---------- Source text

# Facelifted S6 Sedan and Avant Photo Galleries Added



## [email protected] (Apr 9, 2004)

The new A6 has dropped and, along with those pics and info, Audi has also released a range of photos of the S6 Sedan and Avant.
* Audi S6 Sedan Photo Gallery *
* Audi S6 Avant Photo Gallery *
Also check out the new A6 press release via the link below...
* Full Story *


----------



## sieben (Nov 23, 2002)

*Re: Facelifted S6 Sedan and Avant Photo Galleries Added ([email protected])*

Any news on whether the facelifted A6 Avant (are we calling it C6.5?) will get this 300 HP 3 liter engine like the sedan will get?
Maybe I'll just forget the fight for an A4 Avant with 6MT and go for an A6 http://****************.com/smile/emthup.gif


----------



## [email protected] (Apr 9, 2004)

--------------------
---------- Material supplied

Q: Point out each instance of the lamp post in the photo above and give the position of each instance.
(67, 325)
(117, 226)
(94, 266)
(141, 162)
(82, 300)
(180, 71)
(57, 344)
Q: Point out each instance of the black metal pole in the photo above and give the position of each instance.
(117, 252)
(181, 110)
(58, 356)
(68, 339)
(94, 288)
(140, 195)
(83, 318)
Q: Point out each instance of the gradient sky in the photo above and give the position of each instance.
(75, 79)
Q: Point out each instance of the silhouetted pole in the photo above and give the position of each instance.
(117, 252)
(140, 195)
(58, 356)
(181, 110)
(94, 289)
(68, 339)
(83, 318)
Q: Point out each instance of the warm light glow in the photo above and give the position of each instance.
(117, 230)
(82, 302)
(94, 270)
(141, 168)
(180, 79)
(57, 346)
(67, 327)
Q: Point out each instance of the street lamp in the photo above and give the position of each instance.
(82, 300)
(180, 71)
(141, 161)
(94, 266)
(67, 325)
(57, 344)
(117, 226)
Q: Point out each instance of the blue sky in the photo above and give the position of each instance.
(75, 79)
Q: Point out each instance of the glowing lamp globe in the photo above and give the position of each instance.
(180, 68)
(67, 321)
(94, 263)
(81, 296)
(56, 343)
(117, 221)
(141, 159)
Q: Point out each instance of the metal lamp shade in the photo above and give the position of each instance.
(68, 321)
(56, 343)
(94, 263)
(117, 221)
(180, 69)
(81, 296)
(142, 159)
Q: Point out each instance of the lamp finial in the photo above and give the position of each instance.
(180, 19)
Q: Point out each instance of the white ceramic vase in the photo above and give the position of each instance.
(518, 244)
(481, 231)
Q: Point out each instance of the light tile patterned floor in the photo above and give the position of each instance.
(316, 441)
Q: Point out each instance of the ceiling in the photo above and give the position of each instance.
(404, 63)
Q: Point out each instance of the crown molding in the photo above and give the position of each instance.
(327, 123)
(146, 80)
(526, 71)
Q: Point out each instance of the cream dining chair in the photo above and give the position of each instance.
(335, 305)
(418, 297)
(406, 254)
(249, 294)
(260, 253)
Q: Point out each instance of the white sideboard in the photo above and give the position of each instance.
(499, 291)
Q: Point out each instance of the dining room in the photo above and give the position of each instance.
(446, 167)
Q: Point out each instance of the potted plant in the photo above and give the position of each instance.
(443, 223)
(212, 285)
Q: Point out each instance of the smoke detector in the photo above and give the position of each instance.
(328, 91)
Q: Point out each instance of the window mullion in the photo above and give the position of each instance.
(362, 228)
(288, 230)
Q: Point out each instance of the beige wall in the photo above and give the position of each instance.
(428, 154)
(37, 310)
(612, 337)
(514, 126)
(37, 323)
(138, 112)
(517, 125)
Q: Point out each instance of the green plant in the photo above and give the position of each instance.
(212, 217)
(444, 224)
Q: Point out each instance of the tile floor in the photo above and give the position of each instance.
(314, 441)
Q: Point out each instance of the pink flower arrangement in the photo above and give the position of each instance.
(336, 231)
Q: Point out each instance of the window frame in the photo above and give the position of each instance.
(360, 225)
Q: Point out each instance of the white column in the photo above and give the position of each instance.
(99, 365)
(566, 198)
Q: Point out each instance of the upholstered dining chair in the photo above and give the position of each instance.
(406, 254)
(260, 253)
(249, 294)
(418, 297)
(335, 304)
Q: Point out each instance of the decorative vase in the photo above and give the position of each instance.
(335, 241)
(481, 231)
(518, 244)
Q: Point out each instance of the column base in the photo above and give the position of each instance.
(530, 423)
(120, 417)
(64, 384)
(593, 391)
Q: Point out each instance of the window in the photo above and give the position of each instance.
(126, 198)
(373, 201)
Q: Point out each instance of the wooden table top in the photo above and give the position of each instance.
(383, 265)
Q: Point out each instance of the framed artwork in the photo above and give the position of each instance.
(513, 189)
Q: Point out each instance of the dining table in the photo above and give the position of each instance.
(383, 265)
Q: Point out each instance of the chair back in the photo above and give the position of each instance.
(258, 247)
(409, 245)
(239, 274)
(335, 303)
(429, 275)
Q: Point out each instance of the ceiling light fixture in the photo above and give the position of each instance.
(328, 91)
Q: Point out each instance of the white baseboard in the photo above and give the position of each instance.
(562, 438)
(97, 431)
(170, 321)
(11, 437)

--------------------
---------- Material supplied

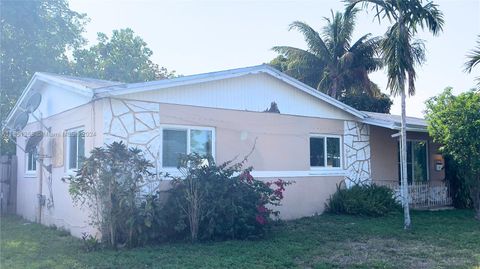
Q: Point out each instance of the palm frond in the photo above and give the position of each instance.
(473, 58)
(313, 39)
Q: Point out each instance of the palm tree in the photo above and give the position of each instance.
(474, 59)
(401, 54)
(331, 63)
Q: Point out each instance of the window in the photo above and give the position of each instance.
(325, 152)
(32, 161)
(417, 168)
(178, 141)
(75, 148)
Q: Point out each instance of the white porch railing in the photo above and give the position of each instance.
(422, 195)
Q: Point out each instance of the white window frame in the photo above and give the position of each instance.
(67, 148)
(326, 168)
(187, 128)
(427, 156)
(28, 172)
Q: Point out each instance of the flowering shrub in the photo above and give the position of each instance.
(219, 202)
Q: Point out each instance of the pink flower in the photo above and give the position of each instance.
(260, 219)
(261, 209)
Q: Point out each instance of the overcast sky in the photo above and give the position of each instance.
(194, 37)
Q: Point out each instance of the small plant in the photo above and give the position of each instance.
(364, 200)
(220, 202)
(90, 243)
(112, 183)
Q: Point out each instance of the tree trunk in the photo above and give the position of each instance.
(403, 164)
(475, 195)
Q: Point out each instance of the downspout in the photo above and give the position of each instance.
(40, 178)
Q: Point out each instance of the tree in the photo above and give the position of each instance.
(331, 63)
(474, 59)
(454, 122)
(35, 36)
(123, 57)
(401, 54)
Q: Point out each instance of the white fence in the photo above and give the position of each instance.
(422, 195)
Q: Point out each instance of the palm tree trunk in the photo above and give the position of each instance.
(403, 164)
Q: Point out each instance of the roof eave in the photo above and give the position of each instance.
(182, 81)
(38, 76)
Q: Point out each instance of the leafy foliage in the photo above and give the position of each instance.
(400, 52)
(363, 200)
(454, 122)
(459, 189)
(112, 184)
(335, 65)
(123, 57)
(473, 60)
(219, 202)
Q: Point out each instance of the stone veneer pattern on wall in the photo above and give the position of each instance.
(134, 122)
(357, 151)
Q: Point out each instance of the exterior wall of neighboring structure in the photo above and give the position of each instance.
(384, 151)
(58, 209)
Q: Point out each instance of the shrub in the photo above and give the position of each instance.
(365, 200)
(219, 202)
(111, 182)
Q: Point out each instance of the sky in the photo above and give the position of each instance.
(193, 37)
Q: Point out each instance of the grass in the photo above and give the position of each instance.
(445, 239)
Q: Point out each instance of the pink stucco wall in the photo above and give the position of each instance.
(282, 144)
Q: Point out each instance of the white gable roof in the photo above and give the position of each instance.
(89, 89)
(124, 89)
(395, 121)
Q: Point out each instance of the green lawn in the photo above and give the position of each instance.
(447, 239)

--------------------

Type out the S6 gallery thread from "# Facelifted S6" to "the link below...". Work only from the forum thread, not the listing.

# Facelifted S6 Sedan and Avant Photo Galleries Added



## [email protected] (Apr 9, 2004)

The new A6 has dropped and, along with those pics and info, Audi has also released a range of photos of the S6 Sedan and Avant.
* Audi S6 Sedan Photo Gallery *
* Audi S6 Avant Photo Gallery *
Also check out the new A6 press release via the link below...